(Exercise tasks):
• 1. From the blog post on moral arguments, copy the passage running from "In every system" to "different from it." without changes.
• 2. Translate this sentence from the blog post on moral arguments into Spanish: "Neither of these common arguments provides a proper basis for believing that homosexuality is wrong."

(Passage for review):
Thursday, September 02, 2004



Moral arguments

The chief reason for opposition to the civil union bill is an underlying belief that homosexuality is wrong. The two most common justifications given for this belief are that a) homosexuality is "unnatural", or b) that God (through the Bible) says it is wrong. However, both of these attempts at justification fail to provide an ethical basis for the conclusion that homosexuality is wrong (or any other ethical conclusion, for that matter).

The view that homosexuality is "unnatural" runs into an immediate problem if applied literally, in that it is simply mistaken about the "natural order" it claims to look to for moral guidence. Homosexual behaviour is widespread in the animal kingdom, and humans seem to be unexceptional in that regard. Shifting to a telelogical claim that "the purpose of sex is reproduction" and that something is immoral if it does not serve its purpose suffers from the same flaw, as it seems that in nature sex is not used solely for reproduction. Bonobos, our second-closest primate relatives, use sex as a greeting, as a form of bonding, and during food sharing (in fact, according to Frans de Waal, "anything, not just food, that arouses the interest of more than one bonobo at a time tends to result in sexual contact. If two bonobos approach a cardboard box thrown into their enclosure, they will briefly mount each other before playing with the box"). In humans, sex seems to be used most frequently for pair-bonding. A further shift could be made to claiming that the purpose of an organism is to propagate its genes (and that homosexuality is therefore wrong as it interferes with this), but this completely ignores the fact that homosexuals frequqently do have children - and that many hetereosexuals do not (that's quite apart from objections based on the vehicle / replicator split, or from the liberal pluralist position that the only "purpose" for a person is that which they define for themselves).

But there's also a more general problem with this claim, and that is that it purports to derive a moral conclusion (an "ought" statement) from facts about the world ("is" statements). But David Hume pointed out long ago that this is troublesome:

In every system of morality, which I have hitherto met with, I have always remark'd, that the author proceeds for some time in the ordinary way of reasoning, and establishes the being of a God, or makes observations concerning human affairs; when of a sudden I am surpriz'd to find, that instead of the usual copulations of propositions, is, and is not, I meet with no proposition that is not connected with an ought, or an ought not. This change is imperceptible; but is, however, of the last consequence. For as this ought, or ought not, expresses some new relation or affirmation, 'tis necessary that it should be observ'd and explain'd; and at the same time that a reason should be given, for what seems altogether inconceivable, how this new relation can be a deduction from others, which are entirely different from it.

What Hume is saying (in his eighteenth-century English) is that there can be nothing in the conclusion which is not already in the premises; if all you have are "is" statements, you can't derive an "ought". In practice, this means that any argument from nature needs an explicit linking premise to provide the moral content. The most common linking premise is a simple definition: natural = good, and unnatural = bad. The problem is that this immediately founders on the fact that nature is red in tooth and claw; rape and murder are both natural, as is cannibalism (just look at all those animals where the male eats any unrelated offspring), but we don't want to regard any of those as being good. The second most common link is to invoke god, which is dealt with below.

What about the argument that homosexuality (or anything "unnatural") is wrong because God (through the Bible) says so? This is known as the Divine Command Theory of ethics, and its flaws can be seen the moment you pause to think. If things are wrong solely because God says so, morality is essentially arbitrary, a game of divine "Simon says" only with the possibility that rape, torture and murder would actually be good if God decided that they were. We're left with the "morality" seen in Genesis 22:2 (in parody: God commanded Abraham to sacrifice his only son, and it was good). What's being promoted here is not morality, but blind obediance to authority - something that is very definitely not good.

(The Divine Command Theory also reduces claims that God is good to a vacuous tautology - God is good only in the sense that he does whatever he wants to. Four-year-olds do whatever they want to too; does that make them good?)

Neither of these common arguments provides a proper basis for believing that homosexuality is wrong. If opponents of civil unions wish to rely on a moral argument against homosexuality, then they will have to look elsewhere for justification.

(Data section):
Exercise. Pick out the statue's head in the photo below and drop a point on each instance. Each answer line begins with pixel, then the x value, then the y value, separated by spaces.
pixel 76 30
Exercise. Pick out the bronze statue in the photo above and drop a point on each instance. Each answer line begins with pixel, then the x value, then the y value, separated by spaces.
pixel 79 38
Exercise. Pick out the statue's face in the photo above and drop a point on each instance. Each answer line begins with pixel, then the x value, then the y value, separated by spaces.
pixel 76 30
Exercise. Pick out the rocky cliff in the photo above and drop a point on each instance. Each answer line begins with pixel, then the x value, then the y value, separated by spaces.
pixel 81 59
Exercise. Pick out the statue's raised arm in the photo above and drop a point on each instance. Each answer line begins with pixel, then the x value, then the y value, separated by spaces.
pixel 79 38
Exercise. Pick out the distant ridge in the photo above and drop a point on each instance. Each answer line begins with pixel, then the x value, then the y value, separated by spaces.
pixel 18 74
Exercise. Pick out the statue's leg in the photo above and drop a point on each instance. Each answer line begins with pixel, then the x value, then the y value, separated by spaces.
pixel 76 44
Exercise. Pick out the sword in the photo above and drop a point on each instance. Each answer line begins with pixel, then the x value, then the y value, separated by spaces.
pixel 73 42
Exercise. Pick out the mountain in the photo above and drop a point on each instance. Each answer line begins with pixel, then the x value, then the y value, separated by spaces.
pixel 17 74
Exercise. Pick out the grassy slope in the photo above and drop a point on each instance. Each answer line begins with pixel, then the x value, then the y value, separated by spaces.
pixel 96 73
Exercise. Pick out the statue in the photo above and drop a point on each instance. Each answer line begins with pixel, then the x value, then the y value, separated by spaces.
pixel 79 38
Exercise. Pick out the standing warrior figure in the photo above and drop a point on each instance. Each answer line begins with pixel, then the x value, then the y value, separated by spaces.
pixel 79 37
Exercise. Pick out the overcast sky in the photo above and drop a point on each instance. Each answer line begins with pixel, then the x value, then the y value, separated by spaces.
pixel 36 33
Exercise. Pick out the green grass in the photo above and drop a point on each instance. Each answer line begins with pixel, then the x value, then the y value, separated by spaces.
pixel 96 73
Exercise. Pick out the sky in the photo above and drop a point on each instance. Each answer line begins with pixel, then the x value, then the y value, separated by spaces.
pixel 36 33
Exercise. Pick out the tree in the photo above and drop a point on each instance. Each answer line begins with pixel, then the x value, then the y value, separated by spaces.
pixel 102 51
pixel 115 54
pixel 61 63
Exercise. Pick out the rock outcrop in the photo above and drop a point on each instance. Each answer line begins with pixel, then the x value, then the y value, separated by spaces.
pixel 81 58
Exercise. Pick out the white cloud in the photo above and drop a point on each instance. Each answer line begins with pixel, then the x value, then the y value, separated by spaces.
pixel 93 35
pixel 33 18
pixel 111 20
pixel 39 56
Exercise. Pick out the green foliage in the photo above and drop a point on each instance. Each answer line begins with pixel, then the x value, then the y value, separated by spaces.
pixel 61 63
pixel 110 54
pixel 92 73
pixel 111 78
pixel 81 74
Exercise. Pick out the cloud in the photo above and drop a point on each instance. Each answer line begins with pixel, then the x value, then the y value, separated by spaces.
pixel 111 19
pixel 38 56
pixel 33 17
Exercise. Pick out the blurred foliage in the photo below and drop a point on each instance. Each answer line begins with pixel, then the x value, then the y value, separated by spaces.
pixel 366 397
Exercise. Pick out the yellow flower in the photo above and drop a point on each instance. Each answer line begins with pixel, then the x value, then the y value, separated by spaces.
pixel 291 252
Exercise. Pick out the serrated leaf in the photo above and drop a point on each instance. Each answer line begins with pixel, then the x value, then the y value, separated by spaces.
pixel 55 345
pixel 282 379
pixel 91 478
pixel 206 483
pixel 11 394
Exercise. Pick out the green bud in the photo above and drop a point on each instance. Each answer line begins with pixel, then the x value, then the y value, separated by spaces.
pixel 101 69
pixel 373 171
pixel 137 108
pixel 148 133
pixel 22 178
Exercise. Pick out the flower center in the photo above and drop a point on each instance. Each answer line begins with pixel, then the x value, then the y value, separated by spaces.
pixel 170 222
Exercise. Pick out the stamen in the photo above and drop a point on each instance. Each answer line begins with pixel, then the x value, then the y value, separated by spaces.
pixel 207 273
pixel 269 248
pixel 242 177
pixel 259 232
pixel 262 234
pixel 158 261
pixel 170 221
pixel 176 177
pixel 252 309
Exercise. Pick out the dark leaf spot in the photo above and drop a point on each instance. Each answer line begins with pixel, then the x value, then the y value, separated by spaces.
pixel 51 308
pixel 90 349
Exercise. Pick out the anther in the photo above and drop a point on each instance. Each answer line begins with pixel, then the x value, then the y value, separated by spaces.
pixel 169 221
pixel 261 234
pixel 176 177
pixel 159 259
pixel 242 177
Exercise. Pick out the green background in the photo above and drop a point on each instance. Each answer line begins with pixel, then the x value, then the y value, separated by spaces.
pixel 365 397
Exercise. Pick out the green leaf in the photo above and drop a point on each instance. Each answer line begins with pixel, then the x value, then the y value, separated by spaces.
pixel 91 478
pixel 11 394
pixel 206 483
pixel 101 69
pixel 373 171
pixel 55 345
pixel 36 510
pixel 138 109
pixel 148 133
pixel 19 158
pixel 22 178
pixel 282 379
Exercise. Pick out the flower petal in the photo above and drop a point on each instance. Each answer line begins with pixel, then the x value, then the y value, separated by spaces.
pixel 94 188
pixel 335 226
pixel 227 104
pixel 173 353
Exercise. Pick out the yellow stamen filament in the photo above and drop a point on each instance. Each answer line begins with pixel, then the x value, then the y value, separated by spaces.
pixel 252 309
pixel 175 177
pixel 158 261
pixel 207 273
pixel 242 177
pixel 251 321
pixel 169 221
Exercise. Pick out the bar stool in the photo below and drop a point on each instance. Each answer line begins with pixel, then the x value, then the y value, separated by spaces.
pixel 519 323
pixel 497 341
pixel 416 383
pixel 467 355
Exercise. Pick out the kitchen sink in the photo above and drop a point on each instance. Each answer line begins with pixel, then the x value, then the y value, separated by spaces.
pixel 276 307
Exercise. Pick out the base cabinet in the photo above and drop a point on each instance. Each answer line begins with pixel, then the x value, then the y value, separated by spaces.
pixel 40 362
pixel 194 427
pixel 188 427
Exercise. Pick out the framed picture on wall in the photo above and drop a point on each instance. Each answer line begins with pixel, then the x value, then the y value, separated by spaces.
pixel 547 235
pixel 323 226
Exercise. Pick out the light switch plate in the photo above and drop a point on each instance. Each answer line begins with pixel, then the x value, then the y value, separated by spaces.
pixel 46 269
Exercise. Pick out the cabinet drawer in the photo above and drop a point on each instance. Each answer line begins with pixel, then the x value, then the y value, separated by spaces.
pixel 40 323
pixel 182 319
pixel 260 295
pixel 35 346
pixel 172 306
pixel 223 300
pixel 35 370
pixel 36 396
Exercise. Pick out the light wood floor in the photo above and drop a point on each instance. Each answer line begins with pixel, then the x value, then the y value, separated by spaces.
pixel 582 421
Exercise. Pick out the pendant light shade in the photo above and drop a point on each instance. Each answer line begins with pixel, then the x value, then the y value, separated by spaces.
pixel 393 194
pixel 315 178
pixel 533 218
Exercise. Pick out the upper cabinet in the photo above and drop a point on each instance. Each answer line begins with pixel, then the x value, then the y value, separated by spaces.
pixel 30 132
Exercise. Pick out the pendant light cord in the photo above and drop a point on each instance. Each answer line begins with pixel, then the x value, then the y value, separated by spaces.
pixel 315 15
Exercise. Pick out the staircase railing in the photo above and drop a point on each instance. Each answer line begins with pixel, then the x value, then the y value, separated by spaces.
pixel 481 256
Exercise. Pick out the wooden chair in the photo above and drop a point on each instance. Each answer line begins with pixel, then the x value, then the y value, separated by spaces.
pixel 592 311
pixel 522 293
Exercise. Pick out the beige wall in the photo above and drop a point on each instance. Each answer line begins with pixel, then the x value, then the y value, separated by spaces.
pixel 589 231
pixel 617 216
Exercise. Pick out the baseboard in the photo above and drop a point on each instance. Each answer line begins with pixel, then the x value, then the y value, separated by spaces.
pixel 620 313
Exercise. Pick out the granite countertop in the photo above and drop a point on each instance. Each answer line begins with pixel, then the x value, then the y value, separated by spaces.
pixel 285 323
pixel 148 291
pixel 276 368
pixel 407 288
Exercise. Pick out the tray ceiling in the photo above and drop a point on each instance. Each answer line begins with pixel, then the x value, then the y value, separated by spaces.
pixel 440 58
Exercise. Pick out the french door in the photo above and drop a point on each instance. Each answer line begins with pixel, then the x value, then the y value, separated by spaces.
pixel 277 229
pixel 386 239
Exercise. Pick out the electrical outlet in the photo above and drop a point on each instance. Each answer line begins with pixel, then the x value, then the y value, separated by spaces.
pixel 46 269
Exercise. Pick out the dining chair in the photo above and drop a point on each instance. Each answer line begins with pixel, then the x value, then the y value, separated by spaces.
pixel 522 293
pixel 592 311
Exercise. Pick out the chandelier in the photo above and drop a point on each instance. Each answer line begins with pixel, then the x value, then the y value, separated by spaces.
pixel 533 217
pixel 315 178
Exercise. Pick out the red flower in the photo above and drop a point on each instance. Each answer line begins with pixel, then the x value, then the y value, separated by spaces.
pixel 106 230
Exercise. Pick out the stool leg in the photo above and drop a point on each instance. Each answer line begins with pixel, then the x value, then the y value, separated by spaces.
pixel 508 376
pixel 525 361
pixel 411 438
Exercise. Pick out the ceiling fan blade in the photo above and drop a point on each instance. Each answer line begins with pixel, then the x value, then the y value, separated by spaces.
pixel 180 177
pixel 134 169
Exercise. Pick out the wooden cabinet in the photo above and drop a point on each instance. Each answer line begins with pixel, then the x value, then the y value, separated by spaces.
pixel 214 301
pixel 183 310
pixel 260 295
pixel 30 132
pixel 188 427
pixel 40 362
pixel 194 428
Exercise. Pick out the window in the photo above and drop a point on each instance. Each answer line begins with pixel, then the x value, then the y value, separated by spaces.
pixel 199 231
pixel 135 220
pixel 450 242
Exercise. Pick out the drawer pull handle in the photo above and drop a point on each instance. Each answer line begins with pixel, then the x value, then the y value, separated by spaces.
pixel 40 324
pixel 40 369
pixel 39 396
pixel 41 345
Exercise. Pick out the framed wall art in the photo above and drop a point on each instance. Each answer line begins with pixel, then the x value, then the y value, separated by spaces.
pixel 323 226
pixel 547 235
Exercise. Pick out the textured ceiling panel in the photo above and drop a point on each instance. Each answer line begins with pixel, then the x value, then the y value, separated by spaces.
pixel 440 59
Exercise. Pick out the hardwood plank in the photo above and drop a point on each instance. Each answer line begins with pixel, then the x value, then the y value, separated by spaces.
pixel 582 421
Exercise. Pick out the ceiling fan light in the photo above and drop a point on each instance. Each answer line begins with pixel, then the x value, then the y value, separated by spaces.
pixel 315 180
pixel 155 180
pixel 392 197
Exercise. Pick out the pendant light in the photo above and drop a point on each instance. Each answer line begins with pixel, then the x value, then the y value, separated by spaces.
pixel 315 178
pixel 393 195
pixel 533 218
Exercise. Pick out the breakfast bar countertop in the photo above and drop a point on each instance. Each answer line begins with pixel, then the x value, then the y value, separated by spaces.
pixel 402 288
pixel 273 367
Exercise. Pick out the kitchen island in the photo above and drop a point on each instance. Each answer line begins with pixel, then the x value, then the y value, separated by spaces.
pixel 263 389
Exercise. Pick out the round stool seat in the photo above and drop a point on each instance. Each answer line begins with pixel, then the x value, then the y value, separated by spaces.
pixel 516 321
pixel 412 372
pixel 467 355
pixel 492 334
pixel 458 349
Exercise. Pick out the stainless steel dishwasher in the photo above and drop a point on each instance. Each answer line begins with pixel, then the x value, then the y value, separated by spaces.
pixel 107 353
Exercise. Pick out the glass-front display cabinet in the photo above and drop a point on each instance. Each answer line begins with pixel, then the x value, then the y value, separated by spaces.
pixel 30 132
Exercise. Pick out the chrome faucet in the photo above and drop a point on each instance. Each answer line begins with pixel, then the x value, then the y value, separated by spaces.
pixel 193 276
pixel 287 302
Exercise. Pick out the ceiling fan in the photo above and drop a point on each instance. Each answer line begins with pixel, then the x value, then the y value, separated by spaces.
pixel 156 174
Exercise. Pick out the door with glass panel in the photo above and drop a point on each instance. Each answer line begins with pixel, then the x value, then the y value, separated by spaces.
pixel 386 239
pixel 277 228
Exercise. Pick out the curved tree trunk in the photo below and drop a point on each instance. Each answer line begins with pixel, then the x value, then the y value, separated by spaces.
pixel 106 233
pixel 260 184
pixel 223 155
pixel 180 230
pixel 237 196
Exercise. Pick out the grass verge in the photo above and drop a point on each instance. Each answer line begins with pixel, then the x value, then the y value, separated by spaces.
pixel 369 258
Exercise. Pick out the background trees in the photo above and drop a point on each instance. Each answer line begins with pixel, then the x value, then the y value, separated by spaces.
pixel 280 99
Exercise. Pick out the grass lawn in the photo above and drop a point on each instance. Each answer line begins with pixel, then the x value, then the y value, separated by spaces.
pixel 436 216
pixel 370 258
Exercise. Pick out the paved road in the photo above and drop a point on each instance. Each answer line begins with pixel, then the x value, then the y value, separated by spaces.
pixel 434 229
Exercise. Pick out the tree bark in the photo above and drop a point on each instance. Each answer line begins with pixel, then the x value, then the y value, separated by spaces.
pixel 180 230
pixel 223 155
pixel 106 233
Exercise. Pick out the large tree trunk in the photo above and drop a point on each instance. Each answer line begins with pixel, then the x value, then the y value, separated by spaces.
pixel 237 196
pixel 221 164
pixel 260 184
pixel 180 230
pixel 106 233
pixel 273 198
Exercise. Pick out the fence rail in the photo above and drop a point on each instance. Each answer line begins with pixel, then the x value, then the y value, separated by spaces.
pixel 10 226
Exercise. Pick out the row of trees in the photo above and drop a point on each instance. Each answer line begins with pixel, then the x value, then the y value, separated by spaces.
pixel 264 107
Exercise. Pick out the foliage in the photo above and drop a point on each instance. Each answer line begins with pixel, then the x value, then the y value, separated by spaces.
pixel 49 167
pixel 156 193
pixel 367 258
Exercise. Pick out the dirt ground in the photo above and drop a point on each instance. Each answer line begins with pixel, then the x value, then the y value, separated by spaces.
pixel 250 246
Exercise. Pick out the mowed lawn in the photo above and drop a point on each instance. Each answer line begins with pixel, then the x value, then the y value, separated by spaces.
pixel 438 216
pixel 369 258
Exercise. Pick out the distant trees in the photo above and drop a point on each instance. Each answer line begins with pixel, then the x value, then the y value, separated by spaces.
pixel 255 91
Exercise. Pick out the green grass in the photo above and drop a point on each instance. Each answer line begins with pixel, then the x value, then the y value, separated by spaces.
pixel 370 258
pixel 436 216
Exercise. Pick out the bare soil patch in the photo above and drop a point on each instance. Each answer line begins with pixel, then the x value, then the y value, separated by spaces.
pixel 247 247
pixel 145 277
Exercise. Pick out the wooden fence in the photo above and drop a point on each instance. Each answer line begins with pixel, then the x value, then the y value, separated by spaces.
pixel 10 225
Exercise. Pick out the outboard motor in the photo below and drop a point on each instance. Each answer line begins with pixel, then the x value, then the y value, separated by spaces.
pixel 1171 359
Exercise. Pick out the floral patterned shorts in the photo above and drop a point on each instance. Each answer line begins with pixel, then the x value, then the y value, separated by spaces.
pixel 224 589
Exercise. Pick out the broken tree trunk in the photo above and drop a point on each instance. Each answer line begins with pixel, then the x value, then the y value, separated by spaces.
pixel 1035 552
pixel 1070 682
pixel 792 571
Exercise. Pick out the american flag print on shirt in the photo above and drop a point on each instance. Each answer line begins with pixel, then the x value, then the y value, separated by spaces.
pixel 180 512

(Numbered answers):
• 1.
In every system of morality, which I have hitherto met with, I have always remark'd, that the author proceeds for some time in the ordinary way of reasoning, and establishes the being of a God, or makes observations concerning human affairs; when of a sudden I am surpriz'd to find, that instead of the usual copulations of propositions, is, and is not, I meet with no proposition that is not connected with an ought, or an ought not. This change is imperceptible; but is, however, of the last consequence. For as this ought, or ought not, expresses some new relation or affirmation, 'tis necessary that it should be observ'd and explain'd; and at the same time that a reason should be given, for what seems altogether inconceivable, how this new relation can be a deduction from others, which are entirely different from it.

• 2. Ninguno de estos argumentos comunes ofrece una base adecuada para creer que la homosexualidad está mal.